Task to carry out:
From the start of the material through the line with "[103, 247, 125, 295]", swap "stone pillar" for "stone column" and give those lines again with nothing else changed. Omit the picture from your answer.

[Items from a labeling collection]

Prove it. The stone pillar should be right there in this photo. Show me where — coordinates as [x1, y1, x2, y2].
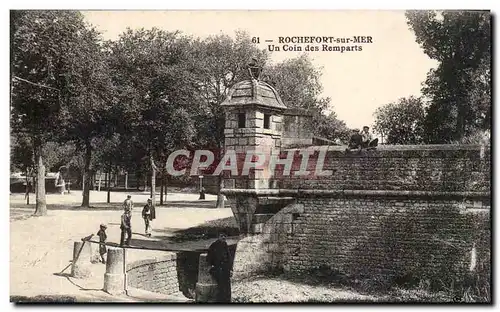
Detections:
[71, 241, 92, 278]
[195, 254, 217, 302]
[103, 247, 125, 295]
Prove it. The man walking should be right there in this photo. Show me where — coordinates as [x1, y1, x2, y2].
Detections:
[120, 210, 132, 246]
[142, 198, 156, 237]
[207, 233, 232, 302]
[123, 195, 134, 212]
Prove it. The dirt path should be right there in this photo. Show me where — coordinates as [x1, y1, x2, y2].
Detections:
[10, 192, 232, 296]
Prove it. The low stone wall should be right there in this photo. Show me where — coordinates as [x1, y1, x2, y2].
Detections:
[223, 145, 491, 285]
[127, 253, 179, 295]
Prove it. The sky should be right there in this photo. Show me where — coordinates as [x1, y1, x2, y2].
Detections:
[83, 10, 437, 128]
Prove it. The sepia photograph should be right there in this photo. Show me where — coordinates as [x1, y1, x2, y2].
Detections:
[5, 9, 493, 306]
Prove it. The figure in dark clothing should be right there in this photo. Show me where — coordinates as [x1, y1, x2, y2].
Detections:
[360, 126, 378, 149]
[120, 210, 132, 246]
[97, 224, 108, 263]
[207, 233, 232, 302]
[142, 199, 156, 237]
[346, 129, 363, 152]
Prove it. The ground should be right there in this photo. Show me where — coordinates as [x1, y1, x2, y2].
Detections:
[10, 191, 412, 302]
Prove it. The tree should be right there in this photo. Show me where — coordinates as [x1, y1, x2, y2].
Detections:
[58, 27, 118, 207]
[406, 11, 491, 143]
[10, 11, 96, 215]
[313, 112, 351, 144]
[373, 97, 425, 144]
[262, 54, 349, 141]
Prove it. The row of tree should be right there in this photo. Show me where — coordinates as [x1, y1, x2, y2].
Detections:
[374, 11, 491, 144]
[10, 11, 348, 215]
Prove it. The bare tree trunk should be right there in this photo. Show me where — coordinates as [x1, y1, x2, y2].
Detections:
[81, 141, 92, 208]
[215, 173, 224, 208]
[35, 146, 47, 216]
[149, 155, 157, 207]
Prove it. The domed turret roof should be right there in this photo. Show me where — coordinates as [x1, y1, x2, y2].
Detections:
[221, 79, 286, 110]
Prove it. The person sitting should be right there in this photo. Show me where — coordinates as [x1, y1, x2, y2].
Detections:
[346, 129, 363, 152]
[361, 126, 378, 149]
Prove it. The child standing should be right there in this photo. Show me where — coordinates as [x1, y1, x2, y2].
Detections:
[120, 209, 132, 246]
[97, 224, 108, 263]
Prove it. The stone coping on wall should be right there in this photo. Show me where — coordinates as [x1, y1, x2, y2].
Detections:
[221, 189, 491, 198]
[290, 144, 489, 152]
[127, 253, 177, 272]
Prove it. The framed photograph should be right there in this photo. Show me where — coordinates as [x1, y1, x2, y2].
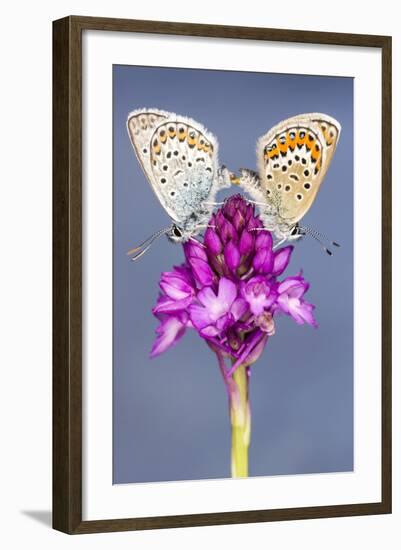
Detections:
[53, 16, 391, 534]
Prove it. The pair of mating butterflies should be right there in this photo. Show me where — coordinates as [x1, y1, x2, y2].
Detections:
[127, 109, 341, 259]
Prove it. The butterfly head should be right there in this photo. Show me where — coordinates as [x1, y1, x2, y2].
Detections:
[287, 223, 305, 241]
[166, 223, 191, 243]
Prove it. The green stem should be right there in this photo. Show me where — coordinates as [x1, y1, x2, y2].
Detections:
[227, 365, 251, 478]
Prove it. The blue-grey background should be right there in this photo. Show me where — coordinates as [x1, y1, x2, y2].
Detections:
[113, 66, 353, 483]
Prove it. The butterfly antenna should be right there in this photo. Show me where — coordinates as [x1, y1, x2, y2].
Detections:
[304, 227, 340, 248]
[127, 226, 171, 262]
[300, 227, 338, 256]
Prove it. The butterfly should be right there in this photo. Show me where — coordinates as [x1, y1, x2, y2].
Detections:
[127, 109, 233, 259]
[235, 113, 341, 255]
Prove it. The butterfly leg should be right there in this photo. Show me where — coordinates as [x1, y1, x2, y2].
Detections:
[273, 237, 287, 250]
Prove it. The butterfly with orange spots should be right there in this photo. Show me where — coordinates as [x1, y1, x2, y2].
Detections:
[237, 113, 341, 253]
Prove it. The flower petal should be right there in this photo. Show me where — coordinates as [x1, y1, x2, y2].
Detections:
[273, 245, 294, 276]
[217, 277, 237, 311]
[231, 298, 248, 321]
[183, 241, 207, 262]
[255, 229, 273, 250]
[159, 273, 193, 300]
[188, 304, 213, 330]
[152, 296, 193, 315]
[189, 257, 214, 286]
[253, 248, 274, 273]
[224, 241, 241, 272]
[239, 233, 253, 256]
[150, 316, 186, 357]
[203, 227, 223, 256]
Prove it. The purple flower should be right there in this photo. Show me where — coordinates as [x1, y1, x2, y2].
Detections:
[150, 313, 189, 357]
[153, 266, 195, 314]
[151, 195, 316, 373]
[277, 276, 317, 327]
[188, 277, 248, 338]
[241, 275, 277, 315]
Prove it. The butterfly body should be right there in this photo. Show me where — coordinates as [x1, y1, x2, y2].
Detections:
[239, 113, 341, 244]
[127, 109, 230, 246]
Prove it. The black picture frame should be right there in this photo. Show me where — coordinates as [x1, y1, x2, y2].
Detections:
[53, 16, 391, 534]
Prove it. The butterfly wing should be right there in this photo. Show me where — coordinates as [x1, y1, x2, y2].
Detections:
[257, 113, 341, 224]
[127, 109, 218, 223]
[150, 115, 218, 223]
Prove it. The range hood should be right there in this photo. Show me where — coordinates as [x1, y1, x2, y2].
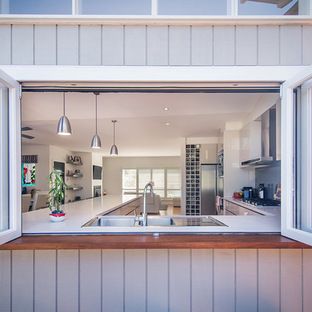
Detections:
[241, 105, 279, 167]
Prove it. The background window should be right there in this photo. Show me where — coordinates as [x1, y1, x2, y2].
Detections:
[79, 0, 151, 15]
[0, 0, 72, 14]
[238, 0, 309, 15]
[0, 85, 9, 232]
[158, 0, 227, 15]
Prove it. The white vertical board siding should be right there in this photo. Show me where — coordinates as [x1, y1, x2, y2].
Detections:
[124, 249, 146, 312]
[79, 249, 102, 312]
[169, 26, 191, 65]
[125, 26, 146, 65]
[0, 25, 11, 65]
[34, 250, 56, 312]
[281, 249, 303, 312]
[102, 249, 124, 312]
[213, 26, 235, 65]
[235, 26, 258, 65]
[213, 249, 235, 312]
[146, 249, 169, 312]
[302, 26, 312, 65]
[235, 249, 258, 312]
[12, 25, 34, 65]
[0, 250, 11, 311]
[56, 250, 79, 312]
[146, 26, 169, 65]
[79, 26, 102, 66]
[258, 249, 280, 312]
[102, 26, 124, 65]
[34, 25, 56, 65]
[280, 26, 302, 65]
[191, 249, 213, 312]
[57, 25, 79, 65]
[169, 249, 191, 312]
[191, 26, 213, 65]
[11, 250, 34, 312]
[258, 26, 280, 65]
[302, 249, 312, 312]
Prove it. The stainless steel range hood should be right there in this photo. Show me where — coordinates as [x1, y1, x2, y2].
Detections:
[241, 105, 280, 167]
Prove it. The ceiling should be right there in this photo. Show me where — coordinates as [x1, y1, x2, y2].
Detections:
[22, 92, 279, 156]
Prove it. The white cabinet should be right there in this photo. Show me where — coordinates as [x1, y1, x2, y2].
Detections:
[240, 120, 261, 163]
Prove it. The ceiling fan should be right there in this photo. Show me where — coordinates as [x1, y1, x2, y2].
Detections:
[21, 127, 35, 140]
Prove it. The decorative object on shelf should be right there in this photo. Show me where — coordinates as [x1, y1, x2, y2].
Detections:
[110, 120, 118, 156]
[49, 170, 67, 222]
[91, 92, 102, 148]
[57, 92, 72, 135]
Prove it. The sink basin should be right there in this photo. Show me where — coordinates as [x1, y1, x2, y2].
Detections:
[147, 216, 175, 226]
[98, 216, 136, 226]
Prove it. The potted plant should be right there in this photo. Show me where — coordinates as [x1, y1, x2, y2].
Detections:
[49, 170, 67, 222]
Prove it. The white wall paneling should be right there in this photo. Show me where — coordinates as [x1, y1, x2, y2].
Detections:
[79, 26, 102, 65]
[125, 26, 146, 65]
[34, 25, 56, 65]
[191, 26, 213, 65]
[169, 26, 191, 65]
[213, 26, 235, 65]
[102, 26, 124, 65]
[0, 25, 11, 64]
[57, 25, 79, 65]
[147, 26, 169, 65]
[258, 26, 280, 65]
[280, 26, 302, 65]
[0, 249, 312, 312]
[235, 26, 258, 65]
[12, 25, 34, 65]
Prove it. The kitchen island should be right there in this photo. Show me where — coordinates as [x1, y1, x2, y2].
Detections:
[22, 195, 280, 234]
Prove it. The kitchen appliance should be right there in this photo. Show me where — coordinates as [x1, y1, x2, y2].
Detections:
[200, 164, 223, 215]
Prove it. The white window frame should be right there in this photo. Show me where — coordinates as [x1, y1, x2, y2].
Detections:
[0, 70, 22, 244]
[281, 66, 312, 245]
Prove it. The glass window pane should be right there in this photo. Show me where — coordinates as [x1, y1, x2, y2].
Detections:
[152, 169, 165, 189]
[167, 169, 181, 190]
[238, 0, 309, 15]
[0, 0, 72, 14]
[79, 0, 151, 15]
[0, 86, 9, 232]
[139, 169, 152, 189]
[122, 169, 137, 190]
[158, 0, 227, 15]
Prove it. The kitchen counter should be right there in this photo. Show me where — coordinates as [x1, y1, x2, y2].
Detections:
[22, 195, 280, 234]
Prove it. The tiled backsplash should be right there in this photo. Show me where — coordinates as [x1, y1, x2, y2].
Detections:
[256, 161, 281, 199]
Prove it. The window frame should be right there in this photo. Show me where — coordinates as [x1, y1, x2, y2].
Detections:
[0, 70, 22, 245]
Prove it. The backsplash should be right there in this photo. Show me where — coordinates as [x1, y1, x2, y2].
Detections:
[256, 161, 281, 199]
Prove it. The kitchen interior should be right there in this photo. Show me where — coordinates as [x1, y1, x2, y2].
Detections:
[21, 84, 281, 233]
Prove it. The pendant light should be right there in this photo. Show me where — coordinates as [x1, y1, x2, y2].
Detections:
[110, 120, 118, 156]
[91, 92, 102, 148]
[57, 92, 72, 135]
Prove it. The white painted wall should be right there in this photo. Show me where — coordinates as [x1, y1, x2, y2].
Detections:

Response to this task:
Prove it. The stone column should be right there in this photo. Show me where — coordinates as [x1, y1, x2, y2].
Detections:
[71, 241, 92, 278]
[195, 254, 217, 302]
[103, 247, 125, 295]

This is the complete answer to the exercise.